Convert the records, from the line containing "mark the smaller road roller" through the end of the records, into a JSON list of strings with one string per line and no blank lines. Include nothing outside that span.

***** Material supplied *****

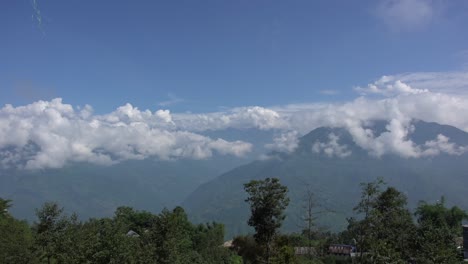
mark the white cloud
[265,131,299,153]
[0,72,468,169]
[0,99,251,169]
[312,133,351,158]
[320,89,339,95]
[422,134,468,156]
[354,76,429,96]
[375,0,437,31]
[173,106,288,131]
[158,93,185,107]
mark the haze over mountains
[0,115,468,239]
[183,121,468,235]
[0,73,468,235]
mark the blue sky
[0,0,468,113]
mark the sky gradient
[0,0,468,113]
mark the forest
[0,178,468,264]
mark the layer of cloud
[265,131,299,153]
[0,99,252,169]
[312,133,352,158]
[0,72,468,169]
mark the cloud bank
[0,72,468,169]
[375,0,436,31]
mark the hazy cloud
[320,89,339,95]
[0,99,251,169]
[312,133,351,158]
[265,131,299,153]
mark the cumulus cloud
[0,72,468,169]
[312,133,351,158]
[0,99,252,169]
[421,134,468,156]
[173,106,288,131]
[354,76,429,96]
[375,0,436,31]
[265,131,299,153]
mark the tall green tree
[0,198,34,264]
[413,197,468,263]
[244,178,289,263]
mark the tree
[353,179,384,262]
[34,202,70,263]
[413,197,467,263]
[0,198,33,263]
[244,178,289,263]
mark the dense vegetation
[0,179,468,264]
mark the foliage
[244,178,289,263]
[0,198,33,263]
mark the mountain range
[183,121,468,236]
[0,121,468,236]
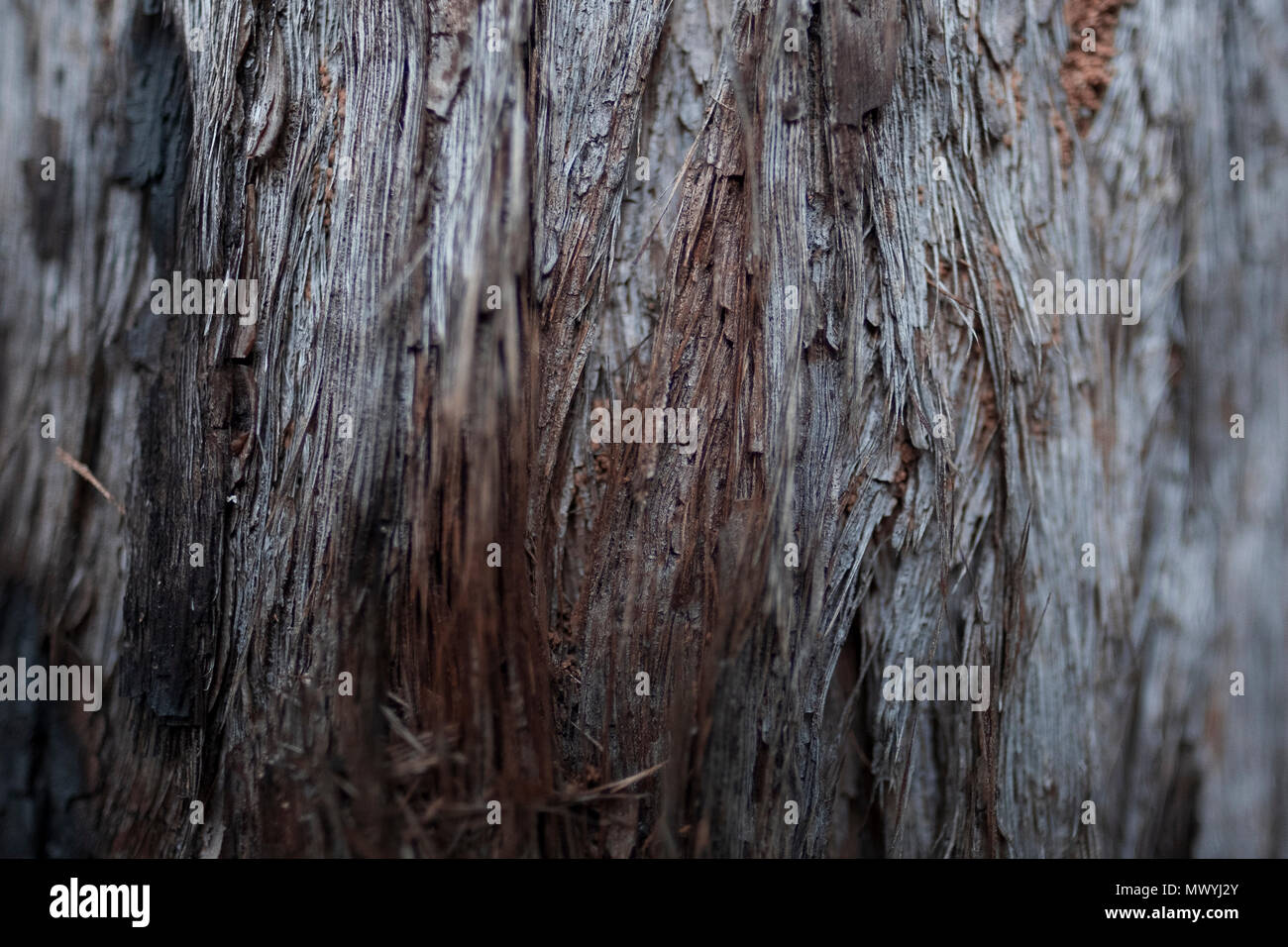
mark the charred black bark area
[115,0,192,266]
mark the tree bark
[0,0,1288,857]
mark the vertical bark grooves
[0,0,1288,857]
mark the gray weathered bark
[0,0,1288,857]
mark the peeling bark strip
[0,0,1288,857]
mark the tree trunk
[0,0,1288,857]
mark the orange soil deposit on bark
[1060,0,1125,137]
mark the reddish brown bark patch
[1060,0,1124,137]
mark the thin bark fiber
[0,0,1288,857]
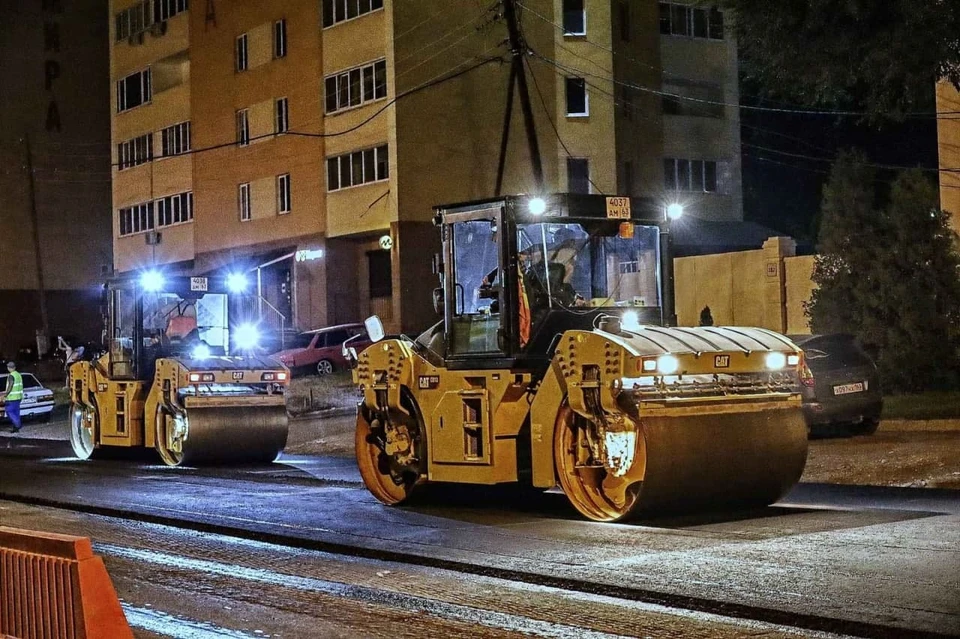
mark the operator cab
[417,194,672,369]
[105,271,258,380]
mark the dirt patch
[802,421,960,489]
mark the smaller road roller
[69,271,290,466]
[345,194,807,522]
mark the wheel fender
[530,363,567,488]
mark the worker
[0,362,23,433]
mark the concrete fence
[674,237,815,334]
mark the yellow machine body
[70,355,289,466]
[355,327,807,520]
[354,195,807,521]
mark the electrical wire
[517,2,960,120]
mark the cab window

*****

Exercise response:
[
  "mark the smaller road roller",
  "[69,271,290,466]",
  "[345,194,807,522]",
  "mark the wheel fender",
  "[530,363,567,488]",
  "mark the worker",
  "[0,362,23,433]",
  "mark the concrete fence",
  "[674,237,815,334]",
  "mark the yellow machine body",
  "[70,355,289,466]",
  "[355,327,807,520]",
  "[354,195,807,521]",
  "mark the electrical wire",
  "[517,2,960,120]",
  "mark the cab window"
]